* **What is required**:
Transcription should be exact. Include all entries.

(Source data)
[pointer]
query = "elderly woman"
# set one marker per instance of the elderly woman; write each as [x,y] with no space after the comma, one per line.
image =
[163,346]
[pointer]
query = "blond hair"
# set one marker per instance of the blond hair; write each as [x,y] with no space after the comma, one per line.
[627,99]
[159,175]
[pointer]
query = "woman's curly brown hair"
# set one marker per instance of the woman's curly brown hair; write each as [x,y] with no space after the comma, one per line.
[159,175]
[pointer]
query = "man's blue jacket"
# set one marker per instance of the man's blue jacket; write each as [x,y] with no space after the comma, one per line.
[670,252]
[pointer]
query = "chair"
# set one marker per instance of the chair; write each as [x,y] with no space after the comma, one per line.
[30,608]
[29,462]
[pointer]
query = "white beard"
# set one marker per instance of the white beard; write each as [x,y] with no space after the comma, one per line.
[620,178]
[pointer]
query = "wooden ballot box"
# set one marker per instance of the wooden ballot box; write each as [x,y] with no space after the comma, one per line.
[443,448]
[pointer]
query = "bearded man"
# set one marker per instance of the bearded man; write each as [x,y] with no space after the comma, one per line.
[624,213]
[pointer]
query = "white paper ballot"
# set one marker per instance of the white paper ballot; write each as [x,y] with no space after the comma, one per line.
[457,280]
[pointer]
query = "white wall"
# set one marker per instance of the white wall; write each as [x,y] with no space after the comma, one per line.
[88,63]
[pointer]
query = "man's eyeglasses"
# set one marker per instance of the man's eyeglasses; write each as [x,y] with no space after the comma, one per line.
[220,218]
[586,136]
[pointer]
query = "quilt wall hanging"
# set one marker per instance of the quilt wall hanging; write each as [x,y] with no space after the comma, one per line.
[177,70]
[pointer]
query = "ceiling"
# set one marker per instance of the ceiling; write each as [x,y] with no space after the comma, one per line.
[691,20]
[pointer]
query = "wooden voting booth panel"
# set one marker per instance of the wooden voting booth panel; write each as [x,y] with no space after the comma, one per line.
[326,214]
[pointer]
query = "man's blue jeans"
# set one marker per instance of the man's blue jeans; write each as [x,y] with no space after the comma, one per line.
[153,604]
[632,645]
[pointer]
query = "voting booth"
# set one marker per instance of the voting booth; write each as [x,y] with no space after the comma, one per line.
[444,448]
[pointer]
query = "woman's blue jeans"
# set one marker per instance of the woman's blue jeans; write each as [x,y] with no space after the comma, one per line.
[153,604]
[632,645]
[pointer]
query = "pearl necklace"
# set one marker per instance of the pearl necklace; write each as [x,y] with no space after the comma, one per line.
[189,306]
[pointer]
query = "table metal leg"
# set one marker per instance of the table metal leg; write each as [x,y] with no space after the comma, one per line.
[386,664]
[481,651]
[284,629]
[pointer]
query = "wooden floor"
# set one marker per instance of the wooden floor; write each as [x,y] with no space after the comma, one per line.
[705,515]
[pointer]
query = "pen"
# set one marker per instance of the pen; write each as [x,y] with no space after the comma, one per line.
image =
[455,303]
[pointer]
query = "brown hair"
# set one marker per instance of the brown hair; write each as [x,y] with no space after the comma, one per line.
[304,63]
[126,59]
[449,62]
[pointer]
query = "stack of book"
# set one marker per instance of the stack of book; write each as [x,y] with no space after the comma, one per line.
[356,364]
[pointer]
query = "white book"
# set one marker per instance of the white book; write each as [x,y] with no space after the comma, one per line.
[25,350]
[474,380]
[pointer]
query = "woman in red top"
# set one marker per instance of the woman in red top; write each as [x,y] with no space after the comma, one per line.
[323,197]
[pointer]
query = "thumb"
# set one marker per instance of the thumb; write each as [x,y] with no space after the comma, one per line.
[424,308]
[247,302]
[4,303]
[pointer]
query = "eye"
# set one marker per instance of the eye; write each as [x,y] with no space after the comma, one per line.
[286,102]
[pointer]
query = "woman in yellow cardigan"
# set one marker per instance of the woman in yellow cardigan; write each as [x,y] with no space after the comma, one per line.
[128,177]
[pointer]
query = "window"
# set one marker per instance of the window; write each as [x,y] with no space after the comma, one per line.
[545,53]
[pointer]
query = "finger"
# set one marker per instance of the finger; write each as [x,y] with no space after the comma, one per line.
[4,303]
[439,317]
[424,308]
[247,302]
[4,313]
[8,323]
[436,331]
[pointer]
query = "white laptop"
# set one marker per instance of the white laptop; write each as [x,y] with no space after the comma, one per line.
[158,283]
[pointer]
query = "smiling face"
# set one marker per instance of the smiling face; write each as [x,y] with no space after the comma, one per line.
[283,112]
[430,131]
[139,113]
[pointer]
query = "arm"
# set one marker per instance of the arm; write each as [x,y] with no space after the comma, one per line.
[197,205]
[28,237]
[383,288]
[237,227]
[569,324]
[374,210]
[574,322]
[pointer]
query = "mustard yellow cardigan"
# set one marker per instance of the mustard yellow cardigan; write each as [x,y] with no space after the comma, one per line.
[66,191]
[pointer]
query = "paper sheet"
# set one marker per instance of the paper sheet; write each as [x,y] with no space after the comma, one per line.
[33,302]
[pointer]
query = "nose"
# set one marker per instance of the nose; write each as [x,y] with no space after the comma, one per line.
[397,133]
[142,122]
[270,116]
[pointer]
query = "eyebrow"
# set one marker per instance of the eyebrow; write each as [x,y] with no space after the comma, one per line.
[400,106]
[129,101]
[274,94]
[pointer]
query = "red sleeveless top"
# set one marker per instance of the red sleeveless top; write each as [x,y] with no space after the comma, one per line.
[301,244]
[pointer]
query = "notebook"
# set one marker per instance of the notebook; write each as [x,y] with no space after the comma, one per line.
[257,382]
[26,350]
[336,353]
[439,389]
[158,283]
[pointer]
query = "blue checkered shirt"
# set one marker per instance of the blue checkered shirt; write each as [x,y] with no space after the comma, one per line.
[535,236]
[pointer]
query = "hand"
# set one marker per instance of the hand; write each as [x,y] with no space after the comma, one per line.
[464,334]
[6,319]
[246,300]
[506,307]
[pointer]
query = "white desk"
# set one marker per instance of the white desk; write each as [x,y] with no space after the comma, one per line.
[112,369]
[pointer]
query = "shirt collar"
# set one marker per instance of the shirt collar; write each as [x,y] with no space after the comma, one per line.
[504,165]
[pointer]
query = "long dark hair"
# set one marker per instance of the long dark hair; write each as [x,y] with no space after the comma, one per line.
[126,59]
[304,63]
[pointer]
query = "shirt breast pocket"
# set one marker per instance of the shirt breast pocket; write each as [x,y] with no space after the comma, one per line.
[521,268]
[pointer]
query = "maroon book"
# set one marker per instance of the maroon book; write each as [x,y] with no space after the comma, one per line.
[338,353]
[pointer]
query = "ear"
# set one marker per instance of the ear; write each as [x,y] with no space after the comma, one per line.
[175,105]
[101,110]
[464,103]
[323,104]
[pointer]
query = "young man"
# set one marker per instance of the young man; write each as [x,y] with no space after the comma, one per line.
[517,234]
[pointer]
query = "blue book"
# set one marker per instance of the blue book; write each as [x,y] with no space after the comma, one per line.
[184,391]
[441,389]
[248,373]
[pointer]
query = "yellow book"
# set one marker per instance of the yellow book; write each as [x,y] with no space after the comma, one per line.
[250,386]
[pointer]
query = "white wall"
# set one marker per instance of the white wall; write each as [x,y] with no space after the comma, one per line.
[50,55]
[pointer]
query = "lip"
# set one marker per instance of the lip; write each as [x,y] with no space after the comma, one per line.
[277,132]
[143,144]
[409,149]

* **Answer to the problem**:
[pointer]
query = "elderly woman"
# set one marker per instance of the elderly woman; write each as [x,y] with no space after the comma, one per line.
image =
[163,346]
[pointer]
query = "blond hair"
# set one marker per instance of the blond hair; write each as [x,y] with no space after the comma, one per line.
[627,99]
[159,175]
[pointer]
query = "woman's curly brown hair"
# set one marker per instance of the woman's curly brown hair; write each as [x,y] with no space after the comma, one per line.
[159,175]
[pointer]
query = "man's blue jacket"
# set one marker per instance of the man's blue jacket; write each as [x,y] with no space after the comma, one per line.
[670,252]
[pointer]
query = "chair"
# set one marker per instance of the chair; write each as [x,y] with no space after the comma, one per line.
[30,608]
[29,462]
[pointer]
query = "white beard"
# set one marker per instance of the white beard; write each as [x,y] with no space after the comma, one per line.
[620,178]
[pointer]
query = "wooden ballot box"
# set one marker per instance of the wooden ballot box; write each as [x,y] with no space after the comma, one per line.
[443,448]
[pointer]
query = "bearded man"
# set one marker per instance of the bearded man; write each as [x,y] with no space after the comma, one per line.
[624,213]
[pointer]
query = "white paper ballot"
# set one marker per instance of the white paper ballot; write each as [x,y] with no space after the comma, one per line.
[457,280]
[pointer]
query = "white wall"
# set one marker per instance of the white wall; write each as [x,y] with no space after the comma, one per line.
[88,63]
[pointer]
query = "man's eyeglasses"
# set one marker per instance of the man's eyeglasses; write each as [x,y] with no space after the comma, one per line.
[220,218]
[586,136]
[pointer]
query = "quilt wall hanging"
# set one marker per instance of the quilt wall hanging; write each as [x,y] with no space after the comma, one per line.
[177,70]
[pointer]
query = "ceiling"
# set one marker per instance of the ceiling; write each as [x,y] with no space after the comma, one per line.
[691,20]
[pointer]
query = "wooden voting booth panel"
# set one marker per instance of the wooden voting booth panel; write each as [x,y] with no space after the comma, one per line.
[326,214]
[pointer]
query = "man's blue jeans"
# set one marker per instance of the man's blue jeans; write each as [x,y] with no space after the comma, one per line.
[153,604]
[632,645]
[pointer]
query = "voting booth"
# set one marker per instance of the voting booth; write each as [x,y] with no space after the comma, one per line.
[444,448]
[pointer]
query = "woman's blue jeans"
# set one marker per instance of the woman's blue jeans; write each as [x,y] with no space after the comma, one per line.
[153,604]
[632,645]
[pointer]
query = "pearl necklace"
# set one marker per instance of the pearl necklace; write each as [x,y] with no space after the comma, one per line.
[189,306]
[pointer]
query = "table metal leg"
# set one marker per instance of the table metal leg; write each as [x,y] with no space after the comma, one per line.
[386,664]
[481,651]
[284,629]
[pointer]
query = "wooden floor"
# set one marker per instance of the wooden floor; write each as [x,y] with no space after the comma, one per line.
[705,515]
[pointer]
query = "pen"
# set one marker per instance of the pen; write each as [x,y] with no space after the comma, one per line.
image =
[455,303]
[pointer]
query = "brown hair"
# set one marker per instance of the brown hair; write each as [x,y] with no space after the comma, one per line.
[304,63]
[126,59]
[449,62]
[pointer]
query = "stack of book"
# set one marker per instance of the stack of book; write each as [x,y] with no space after the comma, one per line.
[356,364]
[pointer]
query = "white book"
# set one marker per instance of the white book; write each as [x,y] with no space after the comma, one per line.
[25,350]
[474,380]
[pointer]
query = "woman in red top"
# set one marker per instance of the woman in red top; write each as [x,y] with no space after the comma, one per line.
[323,197]
[pointer]
query = "thumb"
# set one marker per instance of the thumb; write each as [x,y] with no space after the comma, one per line.
[424,308]
[247,302]
[4,303]
[pointer]
query = "eye"
# set one marker per instance of the eye; write each as [x,y] with no space after the comma, one per line.
[286,102]
[pointer]
query = "woman in yellow cardigan"
# set one marker per instance of the woman in yellow cardigan; write each as [x,y] with no space after the comma, one per line.
[128,177]
[pointer]
query = "window"
# set one marker per instance of the window; write each as [x,y] with no space after the comma, one per line.
[545,53]
[pointer]
query = "finger"
# set one marker per instance of the finger; write each as [x,y] with no space after the comma, one per line.
[4,303]
[439,317]
[424,308]
[247,302]
[4,313]
[8,323]
[436,331]
[pointer]
query = "white laptop"
# set one marker per instance of the white laptop; write each as [x,y] with no space after the comma, one per line.
[158,283]
[pointer]
query = "smiling face"
# set one marker per instance of the smiling face; write each as [x,y] with no space after the comma, one per line.
[283,112]
[430,131]
[139,113]
[pointer]
query = "arm"
# set one marker per instance of the arm; write each as [x,y] with no space after the comma, one per line.
[197,205]
[28,237]
[383,288]
[237,227]
[569,324]
[374,210]
[574,322]
[pointer]
query = "mustard yellow cardigan"
# set one marker per instance of the mustard yellow cardigan; write each as [x,y] with no space after the comma, one per line.
[66,191]
[pointer]
query = "paper sheet"
# set one marker per instance of the paper sheet; write each as [x,y] with no space after the comma, one per line.
[33,302]
[pointer]
query = "nose"
# set one marker per instance of the nose; write each as [x,y] with no space after the comma, one per line.
[397,133]
[142,122]
[270,116]
[pointer]
query = "eyebrow"
# set one marker per instance of the eyebrow; write each as [x,y] with no space after the comma, one per line.
[400,106]
[129,101]
[274,94]
[pointer]
query = "red sleeveless top"
# set one marker per instance of the red sleeveless top; write each as [x,y] with no space after the comma, one per line.
[301,244]
[pointer]
query = "notebook"
# set one marker per instance of the notebook; write each as [x,y] with no space after the comma, one per line.
[257,382]
[26,350]
[336,353]
[439,389]
[158,283]
[pointer]
query = "blue checkered shirt"
# set one marker per instance of the blue checkered shirt; write each as [x,y] with no space after the comma, one per line.
[535,236]
[pointer]
query = "hand"
# set one marker per instance of the hand; write each as [x,y] with no space after the comma, one per line.
[464,334]
[6,319]
[246,300]
[506,307]
[pointer]
query = "white desk"
# set one marker per instance of the white desk; write each as [x,y] with no space after the comma, one per line.
[112,369]
[pointer]
query = "shirt collar"
# set one marker per instance of the shirt collar; write each as [x,y] with no space after the comma, one per line.
[504,165]
[pointer]
query = "long dark hair"
# set one marker per instance of the long dark hair; write each as [x,y] with no space after the comma, one per line.
[126,59]
[304,63]
[pointer]
query = "shirt breast pocket"
# set one marker per instance of the shirt breast pocket; write each as [x,y] with no space after the comma, one per line.
[521,268]
[pointer]
query = "maroon book"
# set one marker per instance of the maroon book; write each as [x,y] with no space after the comma, one per line.
[338,353]
[pointer]
query = "ear"
# set one marker per instance of the ear; write each as [x,y] with no space after the comma, one per line.
[175,105]
[101,110]
[464,103]
[323,104]
[pointer]
query = "young man"
# set one marker per instance of the young man; write each as [x,y] with no space after the comma, one per line.
[517,234]
[pointer]
query = "blue book"
# set one marker per instance of the blue book; write each as [x,y] with no space after the comma, one per line.
[184,391]
[441,389]
[248,373]
[pointer]
query = "yellow book"
# set one marker per instance of the yellow book; write each as [x,y] with no space after the comma, one per line.
[250,386]
[pointer]
query = "white wall"
# set one marker per instance of the white wall; write each as [x,y] with no space after the comma, one per line.
[50,55]
[pointer]
query = "lip"
# set one marker per instance of the lip; write each as [x,y] with no space after the comma, one per line.
[277,132]
[143,144]
[409,149]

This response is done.